* **Tasks to perform**:
**1.** Transcribe the part of the dcache threading reply that begins at the words "Messages sorted by: [ date" and stops after "on my measurement.".
**2.** Write the next part of the dcache threading reply, picking up right after its last sentence.

* **Extract**:
BEGIN

Re: [PATCH][CFT] dcache-ac6-D - dcache threading

From: Andi Kleen (ak@suse.de)
Date: Sun Jun 04 2000 - 06:35:46 EST

Next message: willy@thepuffingroup.com: "Re: [PATCH] ac7 Athlon-SMP"
Previous message: Olaf Titz: "Re: White paper on UNIX timers/timing...."
In reply to: kumon@flab.fujitsu.co.jp: "Re: [PATCH][CFT] dcache-ac6-D - dcache threading"
Next in thread: kumon@flab.fujitsu.co.jp: "Re: [PATCH][CFT] dcache-ac6-D - dcache threading"
Reply: kumon@flab.fujitsu.co.jp: "Re: [PATCH][CFT] dcache-ac6-D - dcache threading"
Reply: kuznet@ms2.inr.ac.ru: "Re: [PATCH][CFT] dcache-ac6-D - dcache threading"
Messages sorted by: [ date ] [ thread ] [ subject ] [ author ]

On Sun, Jun 04, 2000 at 05:24:11AM +0900, kumon@flab.fujitsu.co.jp wrote:
> Andi Kleen writes:
> > Some comments from a networking perspective.
>
> Thank you for having interests on my measurement.
>
> > It may also be worth to try the e100 driver from the Intel website.
>
> Instruction level profile shows, a "inw()" statement in
> speedo_interrupt():eepro100.c occupies more than half of the overhead
> of speedo_interrupt(). Actually, this statement is not compiled into
> an inw instruction but a movzwl instruction.
>
> near line 1520 in eepro100.c:
> do {
> HERE>>> status = inw(ioaddr + SCBStatus);
> /* Acknowledge all of the current interrupt sources ASAP. */
> /* Will change from 0xfc00 to 0xff00 when we start handling
> FCP and ER interrupts --Dragan */
> outw(status & 0xfc00, ioaddr + SCBStatus);
>
>
> > > 22.9 22.2 kmalloc
> > > 22.2 20.5 kfree
> >
> > That requires per CPU slabs to fix. Normally the new per CPU skb cache in 2.4
> > should help a bit already, maybe you need to increase
> > /proc/sys/net/core/hot_list_len
>
> Some part of kmalloc/kfree overhead is come from do_select, and it is
> easily eliminated using small array on a stack. Which I've already
> posted. IMHO per CPU skb will not reduce the kmalloc overhead,

Funny, Linux before 2.2 did that, but it was changed to allow fd set size
extensions. There were actually patches that tried stack alloc and
dynamic depending on the size, but they were rejected because of the
complexity.

> skb_buf_head uses kmem_cache_allocate directly.

With an own per CPU hot list cache.
The problem with kmem_cache_alloc is that it is not per CPU, but global,
which causes cache line juggling between in the list head of the cache
structure.

END

* **Recorded information**:
BEGIN

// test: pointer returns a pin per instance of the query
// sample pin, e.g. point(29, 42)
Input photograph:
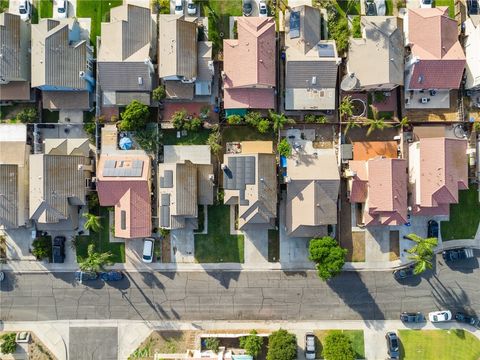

END

* **Answer list**:
**1.**
Messages sorted by: [ date ] [ thread ] [ subject ] [ author ]

On Sun, Jun 04, 2000 at 05:24:11AM +0900, kumon@flab.fujitsu.co.jp wrote:
> Andi Kleen writes:
> > Some comments from a networking perspective.
>
> Thank you for having interests on my measurement.

**2.**
Caching more skbs as with increasing the hot list len may speed up the
skb header allocation up in your benchmark. For data portions it does
not help that much, because the payload size variations tend to distribute
the cache juggling over multiple fixed size kmalloc caches.

[That all is a big hack -- the real solution would a per CPU slab allocator
like Solaris has]

>
> The statistics shows that the skb buffer (not skb buffer head)
> allocation is the most frequent kmalloc/kfree client (after do_select
> optimization).
>
> Using per-cpu cache mechanism and auto-array in do_select() can
> curtail kmalloc() overhead to 1/3. And the statistics shows the most
> frequently requested sizes to kmalloc are 2kb and 128b, of course it
> is application dependent.

2KB is a full sized MTU packet (1.5 rounded to power of two)
128byte is probably the ACK.

>
> > > 9.0 8.2 ip_route_input
> >
> > Interesting. Looks like the routing cache hash isn't as good as we thought.
> > Could you add some statistics to ipv4/route.c:ip_route_input to check
> > the average hash chain length or where exactly the cycles go there?
>
> Two lock instructions took more than half of the ticks. But we should
> be carefull to interpret it. Super scalar execution may distort
> results. So, some additional experiments are needed for confirmation.
> I suspect instruction serialization may be the main reason.
>
> The instructions are shown below:
>
> int ip_route_input(struct sk_buff *skb, u32 daddr, u32 saddr,
> u8 tos, struct net_device *dev)
> {
> struct rtable * rth;
> unsigned hash;
> int iif = dev->ifindex;
>
> tos &= IPTOS_TOS_MASK;
> hash = rt_hash_code(daddr, saddr^(iif<<5), tos);
>
> HERE>> read_lock(&rt_hash_table[hash].lock);

The per bucket locks apparently perform well for outgoing traffic,
but they are very bad for incoming traffic because it usually tends
to hit the same lock. Hmm....

>
>
> the other is around line 1560
> rth->u.dst.lastuse = jiffies;
> HERE>> dst_hold(&rth->u.dst);

Again the same problem. All incoming traffic hits the same routing
cache entry for your local address. dst_hold increases the use lock
of the rtcache entry, which is shared between all cpus.

Looks like the locking strategy does not work very well
for this case.

-Andi

-
To unsubscribe from this list: send the line "unsubscribe linux-kernel" in
the body of a message to majordomo@vger.rutgers.edu
Please read the FAQ at http://www.tux.org/lkml/

Next message: willy@thepuffingroup.com: "Re: [PATCH] ac7 Athlon-SMP"
Previous message: Olaf Titz: "Re: White paper on UNIX timers/timing...."
In reply to: kumon@flab.fujitsu.co.jp: "Re: [PATCH][CFT] dcache-ac6-D - dcache threading"
Next in thread: kumon@flab.fujitsu.co.jp: "Re: [PATCH][CFT] dcache-ac6-D - dcache threading"
Reply: kumon@flab.fujitsu.co.jp: "Re: [PATCH][CFT] dcache-ac6-D - dcache threading"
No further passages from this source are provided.